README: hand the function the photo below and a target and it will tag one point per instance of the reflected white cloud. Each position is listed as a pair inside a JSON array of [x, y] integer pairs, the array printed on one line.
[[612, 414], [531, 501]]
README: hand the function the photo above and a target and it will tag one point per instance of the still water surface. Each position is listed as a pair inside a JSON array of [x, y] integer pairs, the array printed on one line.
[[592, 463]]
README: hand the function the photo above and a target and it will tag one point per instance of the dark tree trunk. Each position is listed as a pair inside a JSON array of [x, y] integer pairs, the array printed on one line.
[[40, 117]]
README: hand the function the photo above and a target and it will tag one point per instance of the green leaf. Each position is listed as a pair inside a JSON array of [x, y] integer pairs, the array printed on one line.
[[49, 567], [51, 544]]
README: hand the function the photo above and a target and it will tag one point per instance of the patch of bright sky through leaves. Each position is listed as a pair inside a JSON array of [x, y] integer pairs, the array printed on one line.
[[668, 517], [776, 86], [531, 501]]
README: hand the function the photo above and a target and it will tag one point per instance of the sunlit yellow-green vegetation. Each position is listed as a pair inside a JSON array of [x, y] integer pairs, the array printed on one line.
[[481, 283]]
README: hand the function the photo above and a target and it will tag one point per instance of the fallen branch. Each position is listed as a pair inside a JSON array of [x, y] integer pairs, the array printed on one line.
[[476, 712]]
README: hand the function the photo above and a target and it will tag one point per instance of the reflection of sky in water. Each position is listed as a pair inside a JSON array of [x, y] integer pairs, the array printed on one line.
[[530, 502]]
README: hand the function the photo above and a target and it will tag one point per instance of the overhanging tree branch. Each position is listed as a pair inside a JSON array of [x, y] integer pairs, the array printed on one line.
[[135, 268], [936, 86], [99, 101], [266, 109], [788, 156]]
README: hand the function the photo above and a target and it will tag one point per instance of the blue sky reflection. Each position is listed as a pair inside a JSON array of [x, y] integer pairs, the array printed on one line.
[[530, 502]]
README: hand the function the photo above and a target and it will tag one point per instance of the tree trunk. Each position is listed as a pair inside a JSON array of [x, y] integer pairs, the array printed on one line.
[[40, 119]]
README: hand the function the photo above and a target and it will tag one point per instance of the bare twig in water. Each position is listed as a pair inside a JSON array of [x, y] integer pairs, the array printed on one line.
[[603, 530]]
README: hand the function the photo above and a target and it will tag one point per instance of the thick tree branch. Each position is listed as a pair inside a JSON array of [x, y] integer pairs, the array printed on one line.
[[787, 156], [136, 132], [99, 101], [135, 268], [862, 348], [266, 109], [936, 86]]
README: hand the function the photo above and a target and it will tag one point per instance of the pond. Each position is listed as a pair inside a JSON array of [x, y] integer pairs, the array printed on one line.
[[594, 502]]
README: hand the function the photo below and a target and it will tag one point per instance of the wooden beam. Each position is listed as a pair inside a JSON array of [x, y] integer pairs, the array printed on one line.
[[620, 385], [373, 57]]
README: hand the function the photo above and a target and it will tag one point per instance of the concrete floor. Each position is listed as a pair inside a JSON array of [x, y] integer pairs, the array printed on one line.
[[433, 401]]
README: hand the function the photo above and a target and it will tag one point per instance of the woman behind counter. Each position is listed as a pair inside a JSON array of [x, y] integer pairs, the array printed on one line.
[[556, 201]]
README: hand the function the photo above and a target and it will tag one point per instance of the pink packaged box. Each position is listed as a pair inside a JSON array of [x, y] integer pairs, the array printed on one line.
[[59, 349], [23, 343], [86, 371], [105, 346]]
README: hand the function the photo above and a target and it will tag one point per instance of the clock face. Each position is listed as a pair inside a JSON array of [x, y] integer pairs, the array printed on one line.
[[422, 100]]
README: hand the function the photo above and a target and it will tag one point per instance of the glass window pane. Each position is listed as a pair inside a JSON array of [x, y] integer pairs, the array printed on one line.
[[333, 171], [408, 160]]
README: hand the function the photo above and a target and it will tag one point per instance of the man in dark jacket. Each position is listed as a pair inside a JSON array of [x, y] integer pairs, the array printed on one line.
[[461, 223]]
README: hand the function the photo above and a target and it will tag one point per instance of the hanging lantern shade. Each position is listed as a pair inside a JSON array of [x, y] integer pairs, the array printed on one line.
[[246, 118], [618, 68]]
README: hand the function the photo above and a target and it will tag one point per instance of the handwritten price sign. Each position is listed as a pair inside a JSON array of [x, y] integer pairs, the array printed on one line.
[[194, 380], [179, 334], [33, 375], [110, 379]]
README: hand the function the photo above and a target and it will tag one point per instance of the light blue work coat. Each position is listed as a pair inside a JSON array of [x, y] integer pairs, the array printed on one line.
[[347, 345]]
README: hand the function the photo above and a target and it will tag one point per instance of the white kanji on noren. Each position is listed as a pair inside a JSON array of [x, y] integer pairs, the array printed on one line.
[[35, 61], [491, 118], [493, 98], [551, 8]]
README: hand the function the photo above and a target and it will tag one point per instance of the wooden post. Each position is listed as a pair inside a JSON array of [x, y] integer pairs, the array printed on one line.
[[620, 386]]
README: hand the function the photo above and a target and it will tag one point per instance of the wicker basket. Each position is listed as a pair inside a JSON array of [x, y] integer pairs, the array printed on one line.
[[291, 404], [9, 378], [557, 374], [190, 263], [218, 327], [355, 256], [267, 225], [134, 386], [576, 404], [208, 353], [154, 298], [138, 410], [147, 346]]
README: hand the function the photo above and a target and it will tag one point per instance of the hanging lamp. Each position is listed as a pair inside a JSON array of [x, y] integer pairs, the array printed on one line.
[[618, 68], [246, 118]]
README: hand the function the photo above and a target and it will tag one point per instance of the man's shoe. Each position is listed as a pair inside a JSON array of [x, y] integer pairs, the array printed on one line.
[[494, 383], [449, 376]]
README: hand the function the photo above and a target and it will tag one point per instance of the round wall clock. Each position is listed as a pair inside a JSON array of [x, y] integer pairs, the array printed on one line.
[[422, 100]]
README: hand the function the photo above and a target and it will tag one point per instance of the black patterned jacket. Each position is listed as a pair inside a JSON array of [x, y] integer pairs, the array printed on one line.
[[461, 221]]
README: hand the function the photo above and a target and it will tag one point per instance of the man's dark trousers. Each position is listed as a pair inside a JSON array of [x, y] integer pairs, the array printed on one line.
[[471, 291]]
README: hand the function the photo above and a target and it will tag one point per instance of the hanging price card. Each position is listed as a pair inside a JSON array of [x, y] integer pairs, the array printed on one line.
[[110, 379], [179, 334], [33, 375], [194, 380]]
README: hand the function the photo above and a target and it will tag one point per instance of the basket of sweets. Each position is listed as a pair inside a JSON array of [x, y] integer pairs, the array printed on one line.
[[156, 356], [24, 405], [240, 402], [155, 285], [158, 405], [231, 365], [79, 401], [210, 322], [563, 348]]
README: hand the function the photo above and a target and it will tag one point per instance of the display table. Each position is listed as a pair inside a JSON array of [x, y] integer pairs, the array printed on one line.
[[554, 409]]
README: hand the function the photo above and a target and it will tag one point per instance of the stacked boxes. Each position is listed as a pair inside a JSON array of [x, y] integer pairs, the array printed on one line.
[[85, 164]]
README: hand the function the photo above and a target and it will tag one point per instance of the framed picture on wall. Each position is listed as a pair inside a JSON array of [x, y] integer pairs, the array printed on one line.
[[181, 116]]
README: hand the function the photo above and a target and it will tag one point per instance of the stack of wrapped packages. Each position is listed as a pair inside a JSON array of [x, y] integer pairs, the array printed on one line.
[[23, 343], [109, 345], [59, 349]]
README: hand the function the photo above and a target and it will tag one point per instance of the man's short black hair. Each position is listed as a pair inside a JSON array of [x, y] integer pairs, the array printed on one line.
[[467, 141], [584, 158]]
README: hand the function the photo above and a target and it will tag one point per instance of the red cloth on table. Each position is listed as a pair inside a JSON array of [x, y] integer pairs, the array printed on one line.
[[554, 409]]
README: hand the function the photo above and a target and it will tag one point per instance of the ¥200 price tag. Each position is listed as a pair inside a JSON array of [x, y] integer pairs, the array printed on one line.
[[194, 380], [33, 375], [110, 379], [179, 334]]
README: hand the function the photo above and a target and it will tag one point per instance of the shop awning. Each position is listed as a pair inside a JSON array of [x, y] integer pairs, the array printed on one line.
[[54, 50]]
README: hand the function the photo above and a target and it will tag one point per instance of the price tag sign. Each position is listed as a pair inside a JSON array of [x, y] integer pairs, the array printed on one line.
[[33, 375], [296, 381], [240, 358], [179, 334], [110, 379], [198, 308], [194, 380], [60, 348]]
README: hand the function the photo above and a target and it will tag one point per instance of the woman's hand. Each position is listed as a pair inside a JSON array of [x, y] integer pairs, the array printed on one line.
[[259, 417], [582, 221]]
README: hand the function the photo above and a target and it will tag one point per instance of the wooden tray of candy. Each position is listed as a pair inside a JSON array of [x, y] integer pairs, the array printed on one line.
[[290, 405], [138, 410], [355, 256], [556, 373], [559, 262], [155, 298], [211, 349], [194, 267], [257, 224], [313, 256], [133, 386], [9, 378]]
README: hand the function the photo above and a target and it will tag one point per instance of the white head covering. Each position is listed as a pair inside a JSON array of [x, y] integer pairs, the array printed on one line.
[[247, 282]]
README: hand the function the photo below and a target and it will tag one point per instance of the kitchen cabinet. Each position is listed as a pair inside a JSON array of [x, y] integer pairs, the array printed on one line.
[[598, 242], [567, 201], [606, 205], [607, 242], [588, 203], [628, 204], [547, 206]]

#####

Por favor, renombra "basket of sweets" como "tray of sweets" en los ítems que van desde la línea que contiene "the hanging price" hasta la línea que contiene "322], [563, 348]]", ambas incluidas. Escribe de nuevo solo esas líneas, sin ningún otro cambio.

README: hand the function the photo above and a target and it will tag one point per instance of the hanging price card. Each position is listed as a pair inside a JSON array of [x, y] integer pairs, the array printed on one line.
[[110, 379], [179, 334], [33, 375], [194, 380]]
README: hand the function the photo above and a target and it will tag one point per instance of the tray of sweets. Each position is listed as a pair inside a JSON array of [x, y] integer pairs, the array printed on one line.
[[156, 356], [24, 405], [240, 402], [155, 285], [158, 405], [231, 365], [79, 401], [210, 322], [563, 348]]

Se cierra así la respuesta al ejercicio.